━━━━━ Supplied material ━━━━━

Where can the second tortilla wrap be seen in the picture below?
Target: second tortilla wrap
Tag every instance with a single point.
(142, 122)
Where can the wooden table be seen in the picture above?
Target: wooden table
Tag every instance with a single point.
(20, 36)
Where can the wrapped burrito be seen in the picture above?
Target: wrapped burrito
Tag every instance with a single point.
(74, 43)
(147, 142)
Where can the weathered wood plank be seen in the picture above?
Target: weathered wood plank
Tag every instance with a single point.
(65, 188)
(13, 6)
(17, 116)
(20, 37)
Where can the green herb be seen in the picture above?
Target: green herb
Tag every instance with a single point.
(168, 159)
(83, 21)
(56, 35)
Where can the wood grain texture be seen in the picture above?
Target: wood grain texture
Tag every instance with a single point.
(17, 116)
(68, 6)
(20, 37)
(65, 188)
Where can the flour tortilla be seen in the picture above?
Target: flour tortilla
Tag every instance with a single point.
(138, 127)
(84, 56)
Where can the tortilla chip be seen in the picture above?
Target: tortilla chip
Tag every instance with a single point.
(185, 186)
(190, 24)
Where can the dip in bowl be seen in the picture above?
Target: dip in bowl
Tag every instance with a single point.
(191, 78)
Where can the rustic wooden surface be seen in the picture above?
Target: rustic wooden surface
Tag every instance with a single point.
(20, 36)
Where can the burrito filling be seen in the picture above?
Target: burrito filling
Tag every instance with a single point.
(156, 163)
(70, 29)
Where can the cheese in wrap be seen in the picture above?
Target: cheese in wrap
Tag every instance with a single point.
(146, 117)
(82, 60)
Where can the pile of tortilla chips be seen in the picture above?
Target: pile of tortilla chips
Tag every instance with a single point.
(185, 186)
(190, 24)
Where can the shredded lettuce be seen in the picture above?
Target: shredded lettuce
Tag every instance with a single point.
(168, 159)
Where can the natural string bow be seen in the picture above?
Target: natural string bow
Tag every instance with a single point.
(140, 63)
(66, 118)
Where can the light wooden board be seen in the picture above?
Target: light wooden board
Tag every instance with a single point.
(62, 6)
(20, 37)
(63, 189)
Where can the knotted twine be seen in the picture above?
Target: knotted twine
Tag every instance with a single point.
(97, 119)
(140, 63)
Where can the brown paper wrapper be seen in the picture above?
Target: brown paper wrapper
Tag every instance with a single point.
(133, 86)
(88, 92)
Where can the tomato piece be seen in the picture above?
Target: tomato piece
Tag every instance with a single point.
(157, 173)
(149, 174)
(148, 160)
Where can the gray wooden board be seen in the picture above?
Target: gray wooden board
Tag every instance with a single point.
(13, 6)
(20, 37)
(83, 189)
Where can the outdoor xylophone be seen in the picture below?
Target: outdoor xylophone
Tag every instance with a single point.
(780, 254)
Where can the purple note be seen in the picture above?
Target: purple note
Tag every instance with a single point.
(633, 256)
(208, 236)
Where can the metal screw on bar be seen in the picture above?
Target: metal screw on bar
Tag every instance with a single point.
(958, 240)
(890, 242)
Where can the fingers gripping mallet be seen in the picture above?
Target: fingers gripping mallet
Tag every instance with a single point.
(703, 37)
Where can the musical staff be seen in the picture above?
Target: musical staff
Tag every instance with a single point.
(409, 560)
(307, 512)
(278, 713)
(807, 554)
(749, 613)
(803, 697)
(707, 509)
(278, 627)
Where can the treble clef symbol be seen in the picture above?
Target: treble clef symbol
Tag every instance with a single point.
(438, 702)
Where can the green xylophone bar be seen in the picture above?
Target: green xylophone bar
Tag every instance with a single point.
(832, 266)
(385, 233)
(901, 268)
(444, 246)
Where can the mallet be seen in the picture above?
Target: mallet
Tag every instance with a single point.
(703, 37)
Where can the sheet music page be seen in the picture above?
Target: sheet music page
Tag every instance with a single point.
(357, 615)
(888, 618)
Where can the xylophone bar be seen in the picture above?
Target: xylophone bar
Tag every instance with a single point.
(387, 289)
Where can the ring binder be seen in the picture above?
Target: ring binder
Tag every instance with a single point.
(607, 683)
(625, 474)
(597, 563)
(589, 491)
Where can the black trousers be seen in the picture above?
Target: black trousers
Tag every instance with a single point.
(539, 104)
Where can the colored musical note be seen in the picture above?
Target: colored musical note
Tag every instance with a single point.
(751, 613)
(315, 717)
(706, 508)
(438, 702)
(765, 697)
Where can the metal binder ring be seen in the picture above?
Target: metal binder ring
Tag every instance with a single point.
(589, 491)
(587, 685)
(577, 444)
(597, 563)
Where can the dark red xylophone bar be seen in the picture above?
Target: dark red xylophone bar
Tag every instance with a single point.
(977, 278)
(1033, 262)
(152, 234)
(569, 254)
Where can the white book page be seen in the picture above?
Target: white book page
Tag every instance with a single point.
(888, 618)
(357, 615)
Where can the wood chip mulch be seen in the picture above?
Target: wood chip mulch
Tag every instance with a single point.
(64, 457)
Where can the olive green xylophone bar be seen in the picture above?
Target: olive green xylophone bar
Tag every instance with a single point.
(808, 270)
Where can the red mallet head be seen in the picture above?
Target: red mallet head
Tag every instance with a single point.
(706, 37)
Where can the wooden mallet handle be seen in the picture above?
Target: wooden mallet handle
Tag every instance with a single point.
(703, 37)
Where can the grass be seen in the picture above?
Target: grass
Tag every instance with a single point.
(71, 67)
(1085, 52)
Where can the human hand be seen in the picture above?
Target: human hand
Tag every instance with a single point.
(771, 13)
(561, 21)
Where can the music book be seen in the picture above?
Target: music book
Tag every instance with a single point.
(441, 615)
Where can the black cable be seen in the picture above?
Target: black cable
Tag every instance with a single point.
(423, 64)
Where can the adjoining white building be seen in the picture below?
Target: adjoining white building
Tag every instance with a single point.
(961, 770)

━━━━━
━━━━━ Supplied material ━━━━━

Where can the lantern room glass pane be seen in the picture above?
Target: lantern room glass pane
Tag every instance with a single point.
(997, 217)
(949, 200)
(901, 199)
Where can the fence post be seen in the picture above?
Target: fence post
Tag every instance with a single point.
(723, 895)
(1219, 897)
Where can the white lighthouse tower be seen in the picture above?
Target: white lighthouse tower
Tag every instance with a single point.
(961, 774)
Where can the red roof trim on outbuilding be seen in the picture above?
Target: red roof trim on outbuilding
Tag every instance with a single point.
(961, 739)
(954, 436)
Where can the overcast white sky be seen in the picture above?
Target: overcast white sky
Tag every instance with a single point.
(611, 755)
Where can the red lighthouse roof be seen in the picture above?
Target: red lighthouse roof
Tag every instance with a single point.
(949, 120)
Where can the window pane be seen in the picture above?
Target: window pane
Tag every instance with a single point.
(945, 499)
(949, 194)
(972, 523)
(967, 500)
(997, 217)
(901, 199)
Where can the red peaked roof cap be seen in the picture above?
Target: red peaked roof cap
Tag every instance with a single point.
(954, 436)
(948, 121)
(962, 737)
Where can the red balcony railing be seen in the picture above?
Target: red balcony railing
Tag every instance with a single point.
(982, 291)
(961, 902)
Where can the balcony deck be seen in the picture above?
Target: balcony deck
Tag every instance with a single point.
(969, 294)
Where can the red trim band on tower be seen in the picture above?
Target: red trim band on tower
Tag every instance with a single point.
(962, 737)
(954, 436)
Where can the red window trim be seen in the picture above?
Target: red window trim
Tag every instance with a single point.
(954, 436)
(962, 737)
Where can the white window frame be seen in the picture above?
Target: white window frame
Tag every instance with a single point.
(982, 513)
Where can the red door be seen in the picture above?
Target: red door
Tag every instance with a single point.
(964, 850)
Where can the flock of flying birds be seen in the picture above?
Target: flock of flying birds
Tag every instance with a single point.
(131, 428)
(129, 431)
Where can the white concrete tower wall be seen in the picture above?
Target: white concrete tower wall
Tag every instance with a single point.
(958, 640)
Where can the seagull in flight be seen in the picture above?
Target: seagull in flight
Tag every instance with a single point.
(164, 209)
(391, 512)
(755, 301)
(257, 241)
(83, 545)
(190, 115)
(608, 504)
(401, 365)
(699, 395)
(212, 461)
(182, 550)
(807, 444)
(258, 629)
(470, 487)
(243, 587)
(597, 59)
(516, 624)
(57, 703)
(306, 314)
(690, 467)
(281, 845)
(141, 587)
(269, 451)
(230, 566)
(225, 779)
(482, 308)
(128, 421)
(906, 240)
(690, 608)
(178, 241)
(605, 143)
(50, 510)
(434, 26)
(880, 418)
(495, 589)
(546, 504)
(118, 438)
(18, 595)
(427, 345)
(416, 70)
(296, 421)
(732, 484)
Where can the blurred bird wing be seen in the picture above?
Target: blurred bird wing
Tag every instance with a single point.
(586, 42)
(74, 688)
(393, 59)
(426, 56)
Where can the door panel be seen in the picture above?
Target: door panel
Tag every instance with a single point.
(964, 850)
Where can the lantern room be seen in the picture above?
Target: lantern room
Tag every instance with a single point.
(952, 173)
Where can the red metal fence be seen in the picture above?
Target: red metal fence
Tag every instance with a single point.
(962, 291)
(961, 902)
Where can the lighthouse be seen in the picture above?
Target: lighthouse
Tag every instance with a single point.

━━━━━
━━━━━ Supplied material ━━━━━

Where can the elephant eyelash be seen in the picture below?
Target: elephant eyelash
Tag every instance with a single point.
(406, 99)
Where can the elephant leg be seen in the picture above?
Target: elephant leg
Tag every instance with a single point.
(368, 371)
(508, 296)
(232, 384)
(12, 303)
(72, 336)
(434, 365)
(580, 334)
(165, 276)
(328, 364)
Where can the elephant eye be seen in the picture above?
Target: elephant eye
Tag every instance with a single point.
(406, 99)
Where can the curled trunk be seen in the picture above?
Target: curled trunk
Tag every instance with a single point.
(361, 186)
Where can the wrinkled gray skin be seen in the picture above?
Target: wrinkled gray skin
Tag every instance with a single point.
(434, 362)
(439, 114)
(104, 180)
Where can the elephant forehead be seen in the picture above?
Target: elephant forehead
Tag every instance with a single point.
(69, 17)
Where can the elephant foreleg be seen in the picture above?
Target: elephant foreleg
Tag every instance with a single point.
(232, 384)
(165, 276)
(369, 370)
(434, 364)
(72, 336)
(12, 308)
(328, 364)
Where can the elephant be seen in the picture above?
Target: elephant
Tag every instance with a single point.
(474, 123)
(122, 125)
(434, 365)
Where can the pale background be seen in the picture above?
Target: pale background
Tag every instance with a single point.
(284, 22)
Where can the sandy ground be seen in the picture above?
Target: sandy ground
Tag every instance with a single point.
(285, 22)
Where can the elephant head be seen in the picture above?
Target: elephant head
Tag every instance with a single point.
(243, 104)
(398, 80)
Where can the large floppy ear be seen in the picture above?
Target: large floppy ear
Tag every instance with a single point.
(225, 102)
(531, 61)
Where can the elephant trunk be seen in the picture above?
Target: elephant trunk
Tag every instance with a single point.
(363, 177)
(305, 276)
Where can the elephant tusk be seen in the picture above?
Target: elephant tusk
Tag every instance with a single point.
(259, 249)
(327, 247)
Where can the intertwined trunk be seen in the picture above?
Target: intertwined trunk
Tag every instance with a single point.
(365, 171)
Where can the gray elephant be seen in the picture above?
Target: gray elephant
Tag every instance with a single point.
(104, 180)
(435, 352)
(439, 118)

━━━━━

**Work required**
Report each line above that contains the word "white", copying every such line in full.

**Response below**
Where can the white book page be seen in the picture above?
Target: white book page
Where can the adjoining white building be seen in the picture below?
Target: adjoining white building
Where can the white lighthouse tower be seen in the picture above?
Target: white lighthouse tower
Where can the overcast white sky be seen in the picture above?
Target: overcast white sky
Where can the white window frame be seen in the picture above?
Target: white window frame
Where can the white concrete tower wall be seen in the picture above?
Target: white concrete tower wall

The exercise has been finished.